(Dataset items)
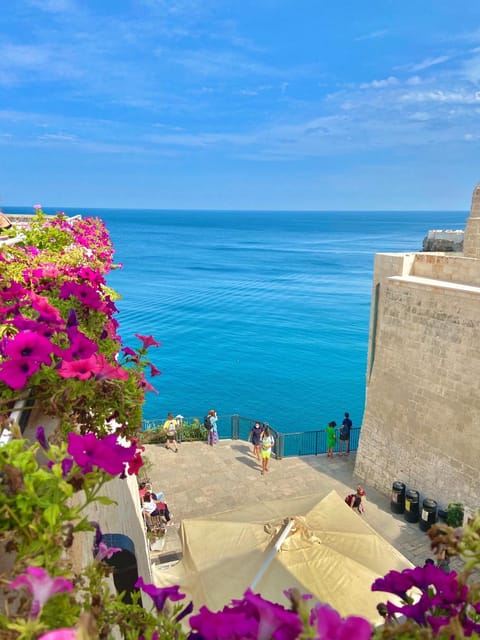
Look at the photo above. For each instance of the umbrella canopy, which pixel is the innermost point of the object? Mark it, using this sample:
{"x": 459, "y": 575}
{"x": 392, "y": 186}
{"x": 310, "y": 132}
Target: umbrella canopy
{"x": 329, "y": 552}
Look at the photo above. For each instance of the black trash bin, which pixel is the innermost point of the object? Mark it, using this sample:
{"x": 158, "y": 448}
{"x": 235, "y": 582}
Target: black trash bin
{"x": 429, "y": 514}
{"x": 412, "y": 505}
{"x": 397, "y": 501}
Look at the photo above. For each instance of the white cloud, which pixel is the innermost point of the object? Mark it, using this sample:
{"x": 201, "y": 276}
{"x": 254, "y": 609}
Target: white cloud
{"x": 425, "y": 64}
{"x": 460, "y": 97}
{"x": 420, "y": 116}
{"x": 380, "y": 84}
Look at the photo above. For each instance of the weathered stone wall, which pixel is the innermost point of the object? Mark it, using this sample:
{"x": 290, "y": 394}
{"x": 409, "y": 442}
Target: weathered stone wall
{"x": 422, "y": 418}
{"x": 471, "y": 243}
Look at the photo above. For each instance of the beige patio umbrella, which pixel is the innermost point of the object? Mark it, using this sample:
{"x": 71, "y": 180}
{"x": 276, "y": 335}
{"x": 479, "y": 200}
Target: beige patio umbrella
{"x": 329, "y": 552}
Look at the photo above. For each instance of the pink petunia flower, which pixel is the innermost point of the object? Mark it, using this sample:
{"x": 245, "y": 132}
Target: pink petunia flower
{"x": 81, "y": 347}
{"x": 154, "y": 371}
{"x": 159, "y": 595}
{"x": 331, "y": 626}
{"x": 60, "y": 634}
{"x": 135, "y": 464}
{"x": 80, "y": 369}
{"x": 41, "y": 586}
{"x": 106, "y": 370}
{"x": 46, "y": 311}
{"x": 88, "y": 451}
{"x": 16, "y": 373}
{"x": 28, "y": 344}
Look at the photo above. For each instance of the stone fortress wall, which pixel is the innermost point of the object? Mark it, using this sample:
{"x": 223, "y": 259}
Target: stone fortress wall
{"x": 421, "y": 424}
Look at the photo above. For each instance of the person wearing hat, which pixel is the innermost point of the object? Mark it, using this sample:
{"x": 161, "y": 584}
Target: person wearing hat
{"x": 212, "y": 433}
{"x": 355, "y": 500}
{"x": 170, "y": 428}
{"x": 256, "y": 438}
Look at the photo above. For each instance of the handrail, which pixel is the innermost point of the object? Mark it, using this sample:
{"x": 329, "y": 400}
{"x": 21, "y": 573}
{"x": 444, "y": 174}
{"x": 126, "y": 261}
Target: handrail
{"x": 294, "y": 443}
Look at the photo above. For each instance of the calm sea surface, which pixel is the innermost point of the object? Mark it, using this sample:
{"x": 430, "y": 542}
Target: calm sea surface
{"x": 264, "y": 314}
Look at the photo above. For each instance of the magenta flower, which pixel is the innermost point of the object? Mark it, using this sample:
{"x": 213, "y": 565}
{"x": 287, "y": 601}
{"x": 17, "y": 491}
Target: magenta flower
{"x": 106, "y": 370}
{"x": 159, "y": 595}
{"x": 41, "y": 438}
{"x": 72, "y": 319}
{"x": 229, "y": 624}
{"x": 135, "y": 464}
{"x": 88, "y": 451}
{"x": 130, "y": 352}
{"x": 60, "y": 634}
{"x": 148, "y": 341}
{"x": 81, "y": 347}
{"x": 28, "y": 344}
{"x": 84, "y": 292}
{"x": 41, "y": 586}
{"x": 81, "y": 369}
{"x": 253, "y": 617}
{"x": 331, "y": 626}
{"x": 154, "y": 371}
{"x": 442, "y": 596}
{"x": 46, "y": 311}
{"x": 67, "y": 465}
{"x": 15, "y": 373}
{"x": 105, "y": 552}
{"x": 274, "y": 620}
{"x": 26, "y": 324}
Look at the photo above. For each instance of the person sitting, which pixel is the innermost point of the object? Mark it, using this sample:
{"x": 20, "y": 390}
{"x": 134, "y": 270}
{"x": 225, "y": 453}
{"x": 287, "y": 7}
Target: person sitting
{"x": 355, "y": 500}
{"x": 153, "y": 507}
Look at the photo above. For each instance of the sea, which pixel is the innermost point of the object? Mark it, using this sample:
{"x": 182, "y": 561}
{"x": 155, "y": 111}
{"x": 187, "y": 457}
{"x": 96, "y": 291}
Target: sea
{"x": 264, "y": 314}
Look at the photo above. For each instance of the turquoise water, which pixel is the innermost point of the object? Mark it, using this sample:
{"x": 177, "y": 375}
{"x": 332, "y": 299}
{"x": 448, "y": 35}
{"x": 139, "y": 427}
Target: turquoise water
{"x": 264, "y": 314}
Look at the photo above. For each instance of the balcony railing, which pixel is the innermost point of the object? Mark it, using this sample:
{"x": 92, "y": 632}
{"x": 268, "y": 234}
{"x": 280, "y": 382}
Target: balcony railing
{"x": 298, "y": 443}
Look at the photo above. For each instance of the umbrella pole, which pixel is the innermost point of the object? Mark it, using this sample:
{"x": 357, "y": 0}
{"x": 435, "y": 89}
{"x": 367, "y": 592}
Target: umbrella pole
{"x": 272, "y": 553}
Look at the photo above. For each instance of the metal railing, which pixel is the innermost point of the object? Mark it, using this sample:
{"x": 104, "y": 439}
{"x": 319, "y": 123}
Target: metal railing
{"x": 299, "y": 443}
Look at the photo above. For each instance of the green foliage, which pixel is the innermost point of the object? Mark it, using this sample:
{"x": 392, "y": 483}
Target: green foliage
{"x": 38, "y": 517}
{"x": 455, "y": 514}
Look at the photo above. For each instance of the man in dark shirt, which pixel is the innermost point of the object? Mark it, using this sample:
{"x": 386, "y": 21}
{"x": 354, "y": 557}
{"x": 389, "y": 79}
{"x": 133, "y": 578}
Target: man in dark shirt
{"x": 345, "y": 435}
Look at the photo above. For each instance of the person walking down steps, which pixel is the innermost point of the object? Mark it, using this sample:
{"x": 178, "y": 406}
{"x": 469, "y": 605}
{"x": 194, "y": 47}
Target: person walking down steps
{"x": 210, "y": 424}
{"x": 170, "y": 427}
{"x": 267, "y": 442}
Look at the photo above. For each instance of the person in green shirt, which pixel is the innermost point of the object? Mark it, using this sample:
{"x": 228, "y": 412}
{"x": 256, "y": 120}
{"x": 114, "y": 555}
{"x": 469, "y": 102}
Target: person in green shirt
{"x": 331, "y": 432}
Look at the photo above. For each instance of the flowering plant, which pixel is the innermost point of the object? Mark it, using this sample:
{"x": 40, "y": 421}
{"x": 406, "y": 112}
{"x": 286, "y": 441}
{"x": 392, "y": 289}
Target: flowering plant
{"x": 59, "y": 346}
{"x": 59, "y": 349}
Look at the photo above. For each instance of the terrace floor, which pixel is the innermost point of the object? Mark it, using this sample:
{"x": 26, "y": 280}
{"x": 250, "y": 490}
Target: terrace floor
{"x": 203, "y": 481}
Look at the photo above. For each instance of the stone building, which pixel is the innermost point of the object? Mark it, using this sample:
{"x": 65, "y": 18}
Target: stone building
{"x": 421, "y": 424}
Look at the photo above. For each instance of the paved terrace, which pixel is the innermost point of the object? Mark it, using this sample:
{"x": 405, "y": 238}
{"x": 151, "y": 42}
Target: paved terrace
{"x": 201, "y": 480}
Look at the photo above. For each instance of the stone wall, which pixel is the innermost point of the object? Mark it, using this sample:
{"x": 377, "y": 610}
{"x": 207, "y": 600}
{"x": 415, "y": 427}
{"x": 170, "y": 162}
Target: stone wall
{"x": 421, "y": 419}
{"x": 422, "y": 416}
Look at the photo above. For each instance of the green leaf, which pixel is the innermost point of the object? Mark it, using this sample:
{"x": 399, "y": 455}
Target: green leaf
{"x": 51, "y": 514}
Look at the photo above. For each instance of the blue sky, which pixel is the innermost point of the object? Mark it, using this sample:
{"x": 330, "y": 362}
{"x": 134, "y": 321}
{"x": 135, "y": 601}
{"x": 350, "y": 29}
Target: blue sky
{"x": 240, "y": 104}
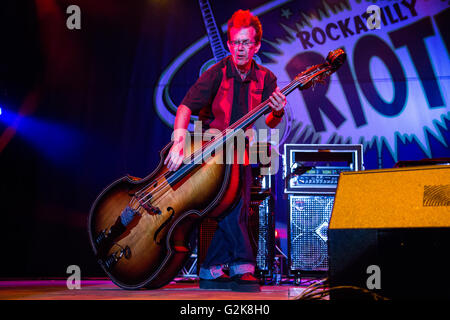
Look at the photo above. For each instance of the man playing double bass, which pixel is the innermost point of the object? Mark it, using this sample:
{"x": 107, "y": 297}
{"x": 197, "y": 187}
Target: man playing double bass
{"x": 222, "y": 95}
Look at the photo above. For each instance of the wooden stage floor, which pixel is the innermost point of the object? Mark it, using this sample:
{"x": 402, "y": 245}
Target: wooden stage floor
{"x": 104, "y": 289}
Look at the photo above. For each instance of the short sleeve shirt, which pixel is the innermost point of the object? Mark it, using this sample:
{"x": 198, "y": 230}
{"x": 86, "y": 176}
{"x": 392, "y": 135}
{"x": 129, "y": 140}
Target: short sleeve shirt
{"x": 220, "y": 97}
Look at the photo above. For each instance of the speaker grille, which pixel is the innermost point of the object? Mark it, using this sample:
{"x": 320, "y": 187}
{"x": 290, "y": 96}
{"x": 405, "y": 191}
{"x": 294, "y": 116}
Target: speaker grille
{"x": 309, "y": 217}
{"x": 436, "y": 196}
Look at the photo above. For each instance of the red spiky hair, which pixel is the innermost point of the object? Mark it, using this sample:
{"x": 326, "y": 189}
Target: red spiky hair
{"x": 245, "y": 19}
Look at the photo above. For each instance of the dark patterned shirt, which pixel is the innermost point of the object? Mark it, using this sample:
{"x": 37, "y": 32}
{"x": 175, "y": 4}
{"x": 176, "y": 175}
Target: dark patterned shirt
{"x": 220, "y": 97}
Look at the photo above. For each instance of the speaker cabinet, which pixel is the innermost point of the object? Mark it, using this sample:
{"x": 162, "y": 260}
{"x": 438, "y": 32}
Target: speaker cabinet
{"x": 389, "y": 233}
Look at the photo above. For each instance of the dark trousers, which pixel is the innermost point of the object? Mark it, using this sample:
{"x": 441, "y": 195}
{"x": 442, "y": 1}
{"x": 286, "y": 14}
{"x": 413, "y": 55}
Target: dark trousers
{"x": 231, "y": 244}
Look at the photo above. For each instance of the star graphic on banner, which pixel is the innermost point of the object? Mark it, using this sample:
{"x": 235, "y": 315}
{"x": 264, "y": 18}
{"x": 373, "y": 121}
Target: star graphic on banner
{"x": 286, "y": 13}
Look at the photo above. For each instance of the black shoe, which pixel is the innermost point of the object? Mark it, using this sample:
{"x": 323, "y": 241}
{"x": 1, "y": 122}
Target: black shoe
{"x": 245, "y": 283}
{"x": 221, "y": 283}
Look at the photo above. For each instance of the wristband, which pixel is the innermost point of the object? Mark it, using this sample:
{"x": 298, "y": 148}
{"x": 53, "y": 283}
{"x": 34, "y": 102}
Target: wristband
{"x": 278, "y": 114}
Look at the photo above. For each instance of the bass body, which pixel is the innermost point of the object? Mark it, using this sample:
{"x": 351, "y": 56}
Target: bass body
{"x": 139, "y": 228}
{"x": 153, "y": 247}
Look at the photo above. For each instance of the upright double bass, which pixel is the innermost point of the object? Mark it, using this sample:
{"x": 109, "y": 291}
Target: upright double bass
{"x": 139, "y": 229}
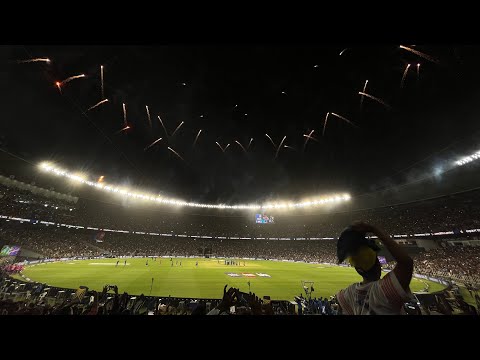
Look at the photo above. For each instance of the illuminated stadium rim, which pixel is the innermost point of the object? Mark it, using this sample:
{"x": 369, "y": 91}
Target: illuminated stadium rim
{"x": 76, "y": 227}
{"x": 337, "y": 198}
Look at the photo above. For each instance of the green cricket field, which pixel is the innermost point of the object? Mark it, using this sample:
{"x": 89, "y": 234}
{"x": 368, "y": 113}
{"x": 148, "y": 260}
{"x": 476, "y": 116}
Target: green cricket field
{"x": 280, "y": 280}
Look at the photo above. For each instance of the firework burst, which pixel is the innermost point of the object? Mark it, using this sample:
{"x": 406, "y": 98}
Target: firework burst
{"x": 325, "y": 124}
{"x": 169, "y": 148}
{"x": 101, "y": 81}
{"x": 178, "y": 127}
{"x": 97, "y": 104}
{"x": 153, "y": 143}
{"x": 46, "y": 60}
{"x": 163, "y": 126}
{"x": 404, "y": 75}
{"x": 148, "y": 116}
{"x": 344, "y": 119}
{"x": 273, "y": 143}
{"x": 244, "y": 150}
{"x": 279, "y": 146}
{"x": 419, "y": 53}
{"x": 375, "y": 98}
{"x": 196, "y": 137}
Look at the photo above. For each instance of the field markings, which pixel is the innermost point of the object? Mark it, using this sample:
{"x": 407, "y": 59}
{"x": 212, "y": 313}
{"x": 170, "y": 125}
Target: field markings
{"x": 107, "y": 264}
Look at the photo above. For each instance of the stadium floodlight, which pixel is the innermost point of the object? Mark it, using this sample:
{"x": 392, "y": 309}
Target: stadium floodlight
{"x": 83, "y": 179}
{"x": 468, "y": 159}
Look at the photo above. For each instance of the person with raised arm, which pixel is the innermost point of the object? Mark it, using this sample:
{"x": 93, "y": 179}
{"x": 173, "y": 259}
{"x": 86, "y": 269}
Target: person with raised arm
{"x": 374, "y": 295}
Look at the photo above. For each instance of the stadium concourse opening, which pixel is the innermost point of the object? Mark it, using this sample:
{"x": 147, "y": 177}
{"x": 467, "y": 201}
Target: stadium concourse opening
{"x": 264, "y": 180}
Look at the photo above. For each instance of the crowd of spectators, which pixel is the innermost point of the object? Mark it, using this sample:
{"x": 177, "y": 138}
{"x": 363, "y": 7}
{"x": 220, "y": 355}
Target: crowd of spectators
{"x": 18, "y": 298}
{"x": 461, "y": 262}
{"x": 454, "y": 213}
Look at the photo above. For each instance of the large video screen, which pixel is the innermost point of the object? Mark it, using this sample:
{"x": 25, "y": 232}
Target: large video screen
{"x": 264, "y": 219}
{"x": 9, "y": 250}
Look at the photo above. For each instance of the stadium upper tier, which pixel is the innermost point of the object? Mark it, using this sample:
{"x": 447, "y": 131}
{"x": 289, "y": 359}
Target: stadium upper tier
{"x": 138, "y": 195}
{"x": 455, "y": 213}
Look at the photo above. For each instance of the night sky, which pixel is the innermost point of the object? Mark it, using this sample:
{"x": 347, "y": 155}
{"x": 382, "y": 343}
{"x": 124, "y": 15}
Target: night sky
{"x": 279, "y": 90}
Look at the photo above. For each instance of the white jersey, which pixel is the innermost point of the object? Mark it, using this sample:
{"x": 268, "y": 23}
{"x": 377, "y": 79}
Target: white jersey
{"x": 382, "y": 297}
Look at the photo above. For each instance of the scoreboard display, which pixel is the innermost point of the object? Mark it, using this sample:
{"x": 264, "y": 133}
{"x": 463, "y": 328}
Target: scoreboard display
{"x": 264, "y": 219}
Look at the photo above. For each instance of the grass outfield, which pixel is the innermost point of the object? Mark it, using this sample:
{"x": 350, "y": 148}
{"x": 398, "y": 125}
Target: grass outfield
{"x": 205, "y": 281}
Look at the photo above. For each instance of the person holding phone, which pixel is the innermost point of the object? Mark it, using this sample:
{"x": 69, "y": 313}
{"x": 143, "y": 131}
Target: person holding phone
{"x": 373, "y": 296}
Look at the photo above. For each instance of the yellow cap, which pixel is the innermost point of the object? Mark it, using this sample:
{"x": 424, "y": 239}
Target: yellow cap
{"x": 364, "y": 259}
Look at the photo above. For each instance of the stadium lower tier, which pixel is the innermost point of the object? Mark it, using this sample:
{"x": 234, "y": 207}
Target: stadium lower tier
{"x": 200, "y": 277}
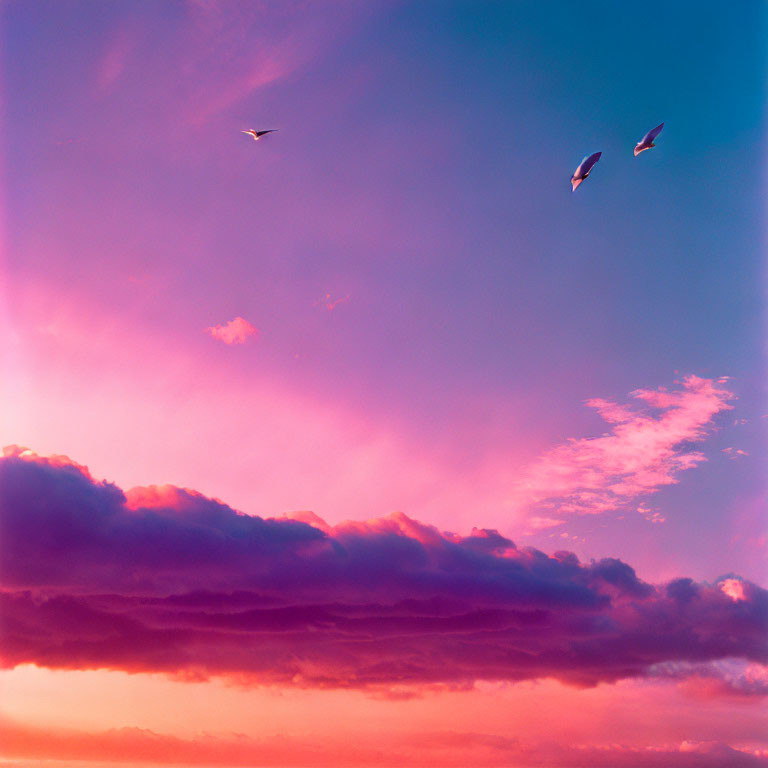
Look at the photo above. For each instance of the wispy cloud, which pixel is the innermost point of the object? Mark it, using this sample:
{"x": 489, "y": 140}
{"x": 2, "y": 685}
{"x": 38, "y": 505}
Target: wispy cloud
{"x": 164, "y": 579}
{"x": 645, "y": 450}
{"x": 449, "y": 748}
{"x": 330, "y": 303}
{"x": 236, "y": 331}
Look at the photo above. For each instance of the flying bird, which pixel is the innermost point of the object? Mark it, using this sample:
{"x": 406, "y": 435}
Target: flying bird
{"x": 584, "y": 169}
{"x": 258, "y": 134}
{"x": 647, "y": 141}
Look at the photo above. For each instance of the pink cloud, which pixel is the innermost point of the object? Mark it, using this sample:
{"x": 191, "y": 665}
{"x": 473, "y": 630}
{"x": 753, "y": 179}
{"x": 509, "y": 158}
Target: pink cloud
{"x": 330, "y": 303}
{"x": 235, "y": 331}
{"x": 449, "y": 748}
{"x": 645, "y": 450}
{"x": 163, "y": 579}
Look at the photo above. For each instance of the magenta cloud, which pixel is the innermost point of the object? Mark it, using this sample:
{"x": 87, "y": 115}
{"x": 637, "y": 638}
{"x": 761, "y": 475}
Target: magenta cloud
{"x": 236, "y": 331}
{"x": 165, "y": 579}
{"x": 645, "y": 450}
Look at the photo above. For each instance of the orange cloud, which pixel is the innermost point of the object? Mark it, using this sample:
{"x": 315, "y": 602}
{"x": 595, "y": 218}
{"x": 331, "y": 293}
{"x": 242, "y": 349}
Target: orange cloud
{"x": 645, "y": 450}
{"x": 235, "y": 331}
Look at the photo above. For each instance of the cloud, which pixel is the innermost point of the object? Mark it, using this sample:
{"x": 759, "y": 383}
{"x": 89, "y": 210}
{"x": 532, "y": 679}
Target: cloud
{"x": 645, "y": 450}
{"x": 235, "y": 331}
{"x": 442, "y": 748}
{"x": 165, "y": 579}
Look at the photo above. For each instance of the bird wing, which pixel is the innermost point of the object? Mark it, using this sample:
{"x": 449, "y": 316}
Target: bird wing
{"x": 652, "y": 134}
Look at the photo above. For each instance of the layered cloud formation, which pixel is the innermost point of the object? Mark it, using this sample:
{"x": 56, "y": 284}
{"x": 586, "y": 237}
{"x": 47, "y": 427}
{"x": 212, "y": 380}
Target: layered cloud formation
{"x": 645, "y": 450}
{"x": 439, "y": 748}
{"x": 165, "y": 579}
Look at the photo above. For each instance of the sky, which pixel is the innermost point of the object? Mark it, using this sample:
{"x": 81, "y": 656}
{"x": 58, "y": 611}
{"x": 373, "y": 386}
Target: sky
{"x": 371, "y": 443}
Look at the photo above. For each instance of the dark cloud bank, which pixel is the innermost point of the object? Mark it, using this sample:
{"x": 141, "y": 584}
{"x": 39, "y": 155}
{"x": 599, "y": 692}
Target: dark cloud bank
{"x": 164, "y": 579}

- _WHAT IS NEEDED_:
Leave out every line before the one containing "the cloud, which"; set down that line and all remaining lines of the material exactly.

- _WRITTEN REPLY_:
Look at the photo above. For each instance of the cloud, which pixel is the innermost point of the object? Mark it, using this sample:
{"x": 759, "y": 383}
{"x": 89, "y": 210}
{"x": 532, "y": 679}
Target: cloud
{"x": 645, "y": 450}
{"x": 235, "y": 331}
{"x": 442, "y": 748}
{"x": 165, "y": 579}
Look at the photo above. For each instance of the bird wing, which pixel is the innermost point of the object? Mark it, using this sample:
{"x": 449, "y": 316}
Target: bird wing
{"x": 652, "y": 134}
Look at the photo above. For each instance of the layered cloud formation, which pixel is the innermost point of the object? Mark it, using this sample:
{"x": 56, "y": 284}
{"x": 586, "y": 237}
{"x": 47, "y": 427}
{"x": 212, "y": 380}
Target: layered cloud formation
{"x": 645, "y": 450}
{"x": 439, "y": 748}
{"x": 165, "y": 579}
Look at the photo above. For each instance of the sky, which pixel is the innermost point of the object? Mark it, using this sample:
{"x": 81, "y": 656}
{"x": 58, "y": 611}
{"x": 373, "y": 386}
Target: sky
{"x": 371, "y": 443}
Look at the photo above. For each instance of the dark cloud bank, which pixel is the innermost point of the object? Mark it, using this sample:
{"x": 141, "y": 584}
{"x": 39, "y": 155}
{"x": 599, "y": 692}
Target: dark cloud bank
{"x": 164, "y": 579}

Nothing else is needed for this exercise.